* WHAT THE TASK REQUIRES *
Beginning at the line with "of the turquoise", output each line to the end of the listing below exactly, please.

* DATA IN THIS EXERCISE *
==============================

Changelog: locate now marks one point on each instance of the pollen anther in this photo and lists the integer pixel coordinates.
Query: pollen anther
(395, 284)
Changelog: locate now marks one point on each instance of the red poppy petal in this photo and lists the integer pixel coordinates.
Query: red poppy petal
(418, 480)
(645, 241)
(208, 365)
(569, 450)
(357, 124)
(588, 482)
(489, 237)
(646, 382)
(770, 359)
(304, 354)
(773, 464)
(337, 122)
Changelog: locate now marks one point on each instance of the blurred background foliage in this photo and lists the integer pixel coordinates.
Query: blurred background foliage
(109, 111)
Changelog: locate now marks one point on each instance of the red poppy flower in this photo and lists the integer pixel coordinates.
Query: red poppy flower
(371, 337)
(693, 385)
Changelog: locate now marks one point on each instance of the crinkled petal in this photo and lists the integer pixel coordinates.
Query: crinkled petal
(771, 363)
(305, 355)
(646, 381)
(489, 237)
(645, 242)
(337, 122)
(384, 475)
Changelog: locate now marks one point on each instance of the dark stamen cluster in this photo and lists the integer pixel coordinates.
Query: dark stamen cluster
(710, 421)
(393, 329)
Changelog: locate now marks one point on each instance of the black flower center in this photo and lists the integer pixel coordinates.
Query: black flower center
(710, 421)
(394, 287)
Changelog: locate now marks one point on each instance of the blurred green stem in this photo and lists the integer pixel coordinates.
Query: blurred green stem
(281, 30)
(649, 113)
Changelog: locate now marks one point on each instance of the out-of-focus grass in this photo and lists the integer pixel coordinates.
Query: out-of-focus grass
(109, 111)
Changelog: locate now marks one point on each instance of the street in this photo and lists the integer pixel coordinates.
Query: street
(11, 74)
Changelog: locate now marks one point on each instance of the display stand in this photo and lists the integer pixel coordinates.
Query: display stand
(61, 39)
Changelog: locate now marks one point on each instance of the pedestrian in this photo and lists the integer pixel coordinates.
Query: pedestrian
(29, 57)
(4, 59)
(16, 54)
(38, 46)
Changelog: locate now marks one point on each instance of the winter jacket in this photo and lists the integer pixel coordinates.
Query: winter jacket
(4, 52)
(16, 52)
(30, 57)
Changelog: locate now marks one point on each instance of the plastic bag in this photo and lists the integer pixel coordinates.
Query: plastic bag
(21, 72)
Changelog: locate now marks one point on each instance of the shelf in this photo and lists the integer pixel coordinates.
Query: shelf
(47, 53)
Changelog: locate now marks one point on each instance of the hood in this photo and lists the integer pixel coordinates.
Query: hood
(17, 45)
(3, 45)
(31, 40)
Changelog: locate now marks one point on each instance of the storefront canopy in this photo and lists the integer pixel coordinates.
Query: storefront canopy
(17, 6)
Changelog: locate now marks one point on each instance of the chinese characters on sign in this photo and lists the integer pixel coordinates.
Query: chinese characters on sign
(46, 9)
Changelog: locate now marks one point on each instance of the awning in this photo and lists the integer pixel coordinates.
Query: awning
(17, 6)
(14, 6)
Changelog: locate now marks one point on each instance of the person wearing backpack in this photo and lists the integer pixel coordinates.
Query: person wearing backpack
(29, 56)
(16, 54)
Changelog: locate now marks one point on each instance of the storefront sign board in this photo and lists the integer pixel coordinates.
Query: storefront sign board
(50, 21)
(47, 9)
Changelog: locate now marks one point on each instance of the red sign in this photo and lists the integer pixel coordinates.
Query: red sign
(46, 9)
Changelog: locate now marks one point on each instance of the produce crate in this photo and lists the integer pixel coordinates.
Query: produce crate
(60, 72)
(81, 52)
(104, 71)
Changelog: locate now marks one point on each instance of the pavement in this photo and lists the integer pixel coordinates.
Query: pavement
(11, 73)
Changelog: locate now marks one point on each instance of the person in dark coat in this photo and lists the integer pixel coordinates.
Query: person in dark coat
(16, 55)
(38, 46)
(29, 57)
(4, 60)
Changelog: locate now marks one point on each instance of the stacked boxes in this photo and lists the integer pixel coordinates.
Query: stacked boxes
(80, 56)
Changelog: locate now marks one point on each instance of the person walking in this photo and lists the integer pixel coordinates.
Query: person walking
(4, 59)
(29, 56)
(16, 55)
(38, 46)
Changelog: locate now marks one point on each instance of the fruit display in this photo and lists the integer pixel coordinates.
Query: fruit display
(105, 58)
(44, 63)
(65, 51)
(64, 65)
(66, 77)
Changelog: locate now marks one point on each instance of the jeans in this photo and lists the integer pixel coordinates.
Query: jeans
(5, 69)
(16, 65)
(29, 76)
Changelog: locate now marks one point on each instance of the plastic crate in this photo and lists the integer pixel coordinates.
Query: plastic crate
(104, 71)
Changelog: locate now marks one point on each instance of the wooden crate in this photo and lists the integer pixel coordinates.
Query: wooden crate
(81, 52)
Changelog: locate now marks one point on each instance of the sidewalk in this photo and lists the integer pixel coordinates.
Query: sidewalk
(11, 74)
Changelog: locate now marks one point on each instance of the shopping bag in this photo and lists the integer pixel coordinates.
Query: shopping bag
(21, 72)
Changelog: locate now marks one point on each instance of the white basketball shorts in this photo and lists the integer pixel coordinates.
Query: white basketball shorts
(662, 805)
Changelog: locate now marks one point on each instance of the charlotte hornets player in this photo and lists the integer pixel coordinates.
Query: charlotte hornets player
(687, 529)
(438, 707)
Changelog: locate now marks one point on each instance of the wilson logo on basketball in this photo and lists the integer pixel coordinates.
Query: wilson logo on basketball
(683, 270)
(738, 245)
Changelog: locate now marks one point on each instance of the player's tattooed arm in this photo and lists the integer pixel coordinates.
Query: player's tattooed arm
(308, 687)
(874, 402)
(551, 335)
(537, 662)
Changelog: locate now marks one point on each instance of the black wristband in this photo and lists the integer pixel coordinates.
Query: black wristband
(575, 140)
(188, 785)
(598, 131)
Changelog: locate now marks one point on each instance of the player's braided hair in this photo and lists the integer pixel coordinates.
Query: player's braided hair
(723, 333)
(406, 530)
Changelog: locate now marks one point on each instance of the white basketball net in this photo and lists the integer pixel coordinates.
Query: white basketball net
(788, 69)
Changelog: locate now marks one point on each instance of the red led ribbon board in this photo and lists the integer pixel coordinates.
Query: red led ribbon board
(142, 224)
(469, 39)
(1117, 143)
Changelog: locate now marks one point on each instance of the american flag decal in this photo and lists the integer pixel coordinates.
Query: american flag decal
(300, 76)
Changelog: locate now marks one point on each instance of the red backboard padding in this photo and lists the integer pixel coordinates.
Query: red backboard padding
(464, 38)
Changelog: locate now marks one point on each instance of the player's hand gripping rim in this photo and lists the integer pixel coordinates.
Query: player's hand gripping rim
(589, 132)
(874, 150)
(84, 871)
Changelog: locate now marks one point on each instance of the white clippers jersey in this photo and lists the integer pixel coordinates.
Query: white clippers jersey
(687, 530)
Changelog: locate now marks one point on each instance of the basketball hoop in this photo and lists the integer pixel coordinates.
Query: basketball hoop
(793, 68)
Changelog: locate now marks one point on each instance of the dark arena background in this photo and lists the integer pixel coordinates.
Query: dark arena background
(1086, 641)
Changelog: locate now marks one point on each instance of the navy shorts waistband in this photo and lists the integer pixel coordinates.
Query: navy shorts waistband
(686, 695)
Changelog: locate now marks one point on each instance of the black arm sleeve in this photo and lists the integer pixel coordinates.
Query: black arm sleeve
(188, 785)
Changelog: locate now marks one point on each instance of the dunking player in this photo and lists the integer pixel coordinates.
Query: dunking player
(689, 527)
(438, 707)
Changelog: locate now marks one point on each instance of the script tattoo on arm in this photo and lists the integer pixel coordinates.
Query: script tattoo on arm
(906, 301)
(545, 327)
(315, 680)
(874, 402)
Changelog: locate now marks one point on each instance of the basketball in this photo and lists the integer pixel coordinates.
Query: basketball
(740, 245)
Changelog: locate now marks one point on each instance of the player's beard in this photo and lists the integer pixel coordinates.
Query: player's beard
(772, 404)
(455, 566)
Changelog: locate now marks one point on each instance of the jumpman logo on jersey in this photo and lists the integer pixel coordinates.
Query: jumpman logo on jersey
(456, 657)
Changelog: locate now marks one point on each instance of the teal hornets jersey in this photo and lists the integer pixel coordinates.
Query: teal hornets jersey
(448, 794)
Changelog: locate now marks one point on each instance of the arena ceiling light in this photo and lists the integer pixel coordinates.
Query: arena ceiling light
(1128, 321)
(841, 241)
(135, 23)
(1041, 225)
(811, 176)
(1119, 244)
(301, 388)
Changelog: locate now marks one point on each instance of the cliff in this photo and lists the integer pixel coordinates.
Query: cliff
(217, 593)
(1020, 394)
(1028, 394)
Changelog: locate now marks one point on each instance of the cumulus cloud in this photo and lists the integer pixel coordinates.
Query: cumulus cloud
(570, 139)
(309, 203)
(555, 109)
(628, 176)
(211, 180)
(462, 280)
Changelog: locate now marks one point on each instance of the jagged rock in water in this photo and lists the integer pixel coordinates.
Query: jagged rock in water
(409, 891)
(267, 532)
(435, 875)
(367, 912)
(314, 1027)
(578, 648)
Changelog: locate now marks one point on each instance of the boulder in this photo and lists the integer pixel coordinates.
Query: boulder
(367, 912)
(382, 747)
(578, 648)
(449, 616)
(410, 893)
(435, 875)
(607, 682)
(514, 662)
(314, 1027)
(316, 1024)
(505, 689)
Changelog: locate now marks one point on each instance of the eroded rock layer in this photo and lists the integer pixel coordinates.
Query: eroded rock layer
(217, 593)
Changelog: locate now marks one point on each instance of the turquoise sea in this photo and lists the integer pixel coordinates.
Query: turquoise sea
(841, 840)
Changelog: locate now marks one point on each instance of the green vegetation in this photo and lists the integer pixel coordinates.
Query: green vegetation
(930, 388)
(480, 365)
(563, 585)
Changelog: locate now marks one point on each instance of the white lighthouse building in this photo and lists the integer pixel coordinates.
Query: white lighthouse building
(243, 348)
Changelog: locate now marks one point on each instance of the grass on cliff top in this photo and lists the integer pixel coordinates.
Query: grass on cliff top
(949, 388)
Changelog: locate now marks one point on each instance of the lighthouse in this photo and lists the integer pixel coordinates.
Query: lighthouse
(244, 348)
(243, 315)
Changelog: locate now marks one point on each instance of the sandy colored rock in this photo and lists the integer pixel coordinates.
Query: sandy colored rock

==============================

* SOLUTION TO THIS EXERCISE *
Changelog: locate now marks one point on each instance of the turquoise sea in this photo and lists the integer pixel coordinates.
Query: turquoise sea
(841, 840)
Changelog: locate now marks one point on each instance of the green vegetation in this photo and lists the integer pixel coordinates.
Query: green vegetation
(930, 388)
(480, 365)
(563, 585)
Changelog: locate now marks one point on each instance of the white lighthouse building in this photo and lists the integer pixel coordinates.
Query: white lighthouse building
(243, 348)
Changelog: locate now marks one point on each instance of the grass on cliff top in this photo and lists the integer pixel coordinates.
Query: grass on cliff top
(949, 388)
Changelog: locate now marks one point on each instance of the lighthouse in this photo and lists the integer pixel coordinates.
Query: lighthouse
(244, 348)
(243, 315)
Changelog: locate now marks one point on each instance of the sandy colored rock in this photo and lists the integer pixel coordinates.
Query: sandy colored rock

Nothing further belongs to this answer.